#### Text block
============================================================

Some samples from “Why it sucks being a woman” written by an angry Anna Bey.
I hope you guys can understand that some parts I’ve exaggerated with my frustration, especially the last part. But watching this documentary just made me so incredibly enraged.
I disrespect all these men who marry a woman, start a family with her, live with her for many years, and then because she is not as young and pretty anymore, exchange her for a younger version. It makes me truly sick to my core the behavioural pattern of these men, and unfortunately, they are freaking everywhere these days!
They are so common – especially in the jet-set world – that they have now become a cliché. Hearing about, yet another story, “he left his wife for his mistress” just makes me want to give up on the entire male population. Who are these men? What’s wrong with them? Don’t they have any values or respect towards their partners?

============================================================

#### Exercise instructions
Retype the above passage about men who leave their wives for younger women, word for word and with its punctuation unchanged.

#### Material provided
============================================================

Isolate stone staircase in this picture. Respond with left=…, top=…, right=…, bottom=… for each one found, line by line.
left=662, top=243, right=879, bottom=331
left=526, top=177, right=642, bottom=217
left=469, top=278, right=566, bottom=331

============================================================

#### Task result
Some samples from “Why it sucks being a woman” written by an angry Anna Bey.
I hope you guys can understand that some parts I’ve exaggerated with my frustration, especially the last part. But watching this documentary just made me so incredibly enraged.
I disrespect all these men who marry a woman, start a family with her, live with her for many years, and then because she is not as young and pretty anymore, exchange her for a younger version. It makes me truly sick to my core the behavioural pattern of these men, and unfortunately, they are freaking everywhere these days!
They are so common – especially in the jet-set world – that they have now become a cliché. Hearing about, yet another story, “he left his wife for his mistress” just makes me want to give up on the entire male population. Who are these men? What’s wrong with them? Don’t they have any values or respect towards their partners?